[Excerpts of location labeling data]
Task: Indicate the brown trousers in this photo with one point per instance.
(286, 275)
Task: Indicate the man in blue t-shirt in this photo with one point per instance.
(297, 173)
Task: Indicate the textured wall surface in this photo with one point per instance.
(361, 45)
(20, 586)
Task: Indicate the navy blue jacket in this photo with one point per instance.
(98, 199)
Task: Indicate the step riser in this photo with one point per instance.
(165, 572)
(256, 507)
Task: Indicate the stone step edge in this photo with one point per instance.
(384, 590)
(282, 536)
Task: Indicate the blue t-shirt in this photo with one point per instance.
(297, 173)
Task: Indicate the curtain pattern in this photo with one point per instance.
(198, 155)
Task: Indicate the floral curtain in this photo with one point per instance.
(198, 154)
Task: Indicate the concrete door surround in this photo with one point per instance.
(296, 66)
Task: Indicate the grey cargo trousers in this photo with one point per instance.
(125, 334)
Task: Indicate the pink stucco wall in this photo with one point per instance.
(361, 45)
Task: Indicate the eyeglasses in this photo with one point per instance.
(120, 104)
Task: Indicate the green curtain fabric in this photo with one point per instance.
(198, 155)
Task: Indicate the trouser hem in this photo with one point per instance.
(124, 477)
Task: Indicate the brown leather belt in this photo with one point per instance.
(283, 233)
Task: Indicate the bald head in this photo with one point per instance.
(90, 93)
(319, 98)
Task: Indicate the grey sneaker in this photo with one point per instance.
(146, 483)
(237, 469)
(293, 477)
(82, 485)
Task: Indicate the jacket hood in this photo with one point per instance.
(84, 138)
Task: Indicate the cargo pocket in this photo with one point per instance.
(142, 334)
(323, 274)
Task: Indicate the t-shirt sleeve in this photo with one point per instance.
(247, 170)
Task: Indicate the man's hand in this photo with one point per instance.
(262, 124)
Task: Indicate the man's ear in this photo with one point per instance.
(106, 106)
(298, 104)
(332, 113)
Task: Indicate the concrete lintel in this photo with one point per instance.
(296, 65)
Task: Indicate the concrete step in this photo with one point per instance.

**WHAT YOU ARE ASKED TO DO**: Please rewrite the data above, changing every "grey" to "gray" and leaving everything else unchanged.

**PROBLEM SOLUTION**:
Task: Indicate the brown trousers in this photo with one point per instance.
(286, 275)
Task: Indicate the man in blue t-shirt in this photo with one point per instance.
(297, 173)
Task: Indicate the textured wall surface in this photo with one point per instance.
(361, 45)
(20, 586)
Task: Indicate the navy blue jacket in this photo with one point per instance.
(98, 199)
Task: Indicate the step riser in this photo with one point per instance.
(165, 572)
(256, 507)
Task: Indicate the stone step edge in this photo with one point per instance.
(384, 590)
(282, 536)
Task: Indicate the blue t-shirt in this photo with one point per instance.
(297, 173)
Task: Indicate the curtain pattern in this photo with one point per instance.
(198, 155)
Task: Indicate the floral curtain in this photo with one point per instance.
(198, 154)
Task: Indicate the concrete door surround in this photo with one point per instance.
(296, 66)
Task: Indicate the gray cargo trousers in this photo with one point per instance.
(125, 334)
Task: Indicate the pink stucco wall in this photo with one point per instance.
(361, 45)
Task: Indicate the eyeglasses in this photo with one point per instance.
(120, 104)
Task: Indicate the green curtain fabric in this photo with one point per instance.
(198, 155)
Task: Indicate the trouser hem in this photo with one point per instance.
(124, 477)
Task: Indicate the brown leather belt in this photo with one point per instance.
(283, 233)
Task: Indicate the bald head in this photo with one point per instance.
(90, 93)
(319, 98)
Task: Indicate the gray sneaker in this photo with one point per instance.
(146, 483)
(237, 469)
(293, 477)
(82, 485)
Task: Indicate the jacket hood in this photo with one point per instance.
(84, 138)
Task: Indicate the cargo pocket in this photo with one point per instance.
(142, 334)
(323, 274)
Task: Indicate the t-shirt sleeve in this photo with one point per instance.
(247, 170)
Task: Indicate the man's hand in this photo with one point per instance.
(262, 124)
Task: Indicate the man's ear in this photo with one point per instance.
(106, 106)
(298, 104)
(332, 113)
Task: Indicate the concrete lintel in this photo with one point per instance.
(296, 65)
Task: Indicate the concrete step in this photo with one point per instance.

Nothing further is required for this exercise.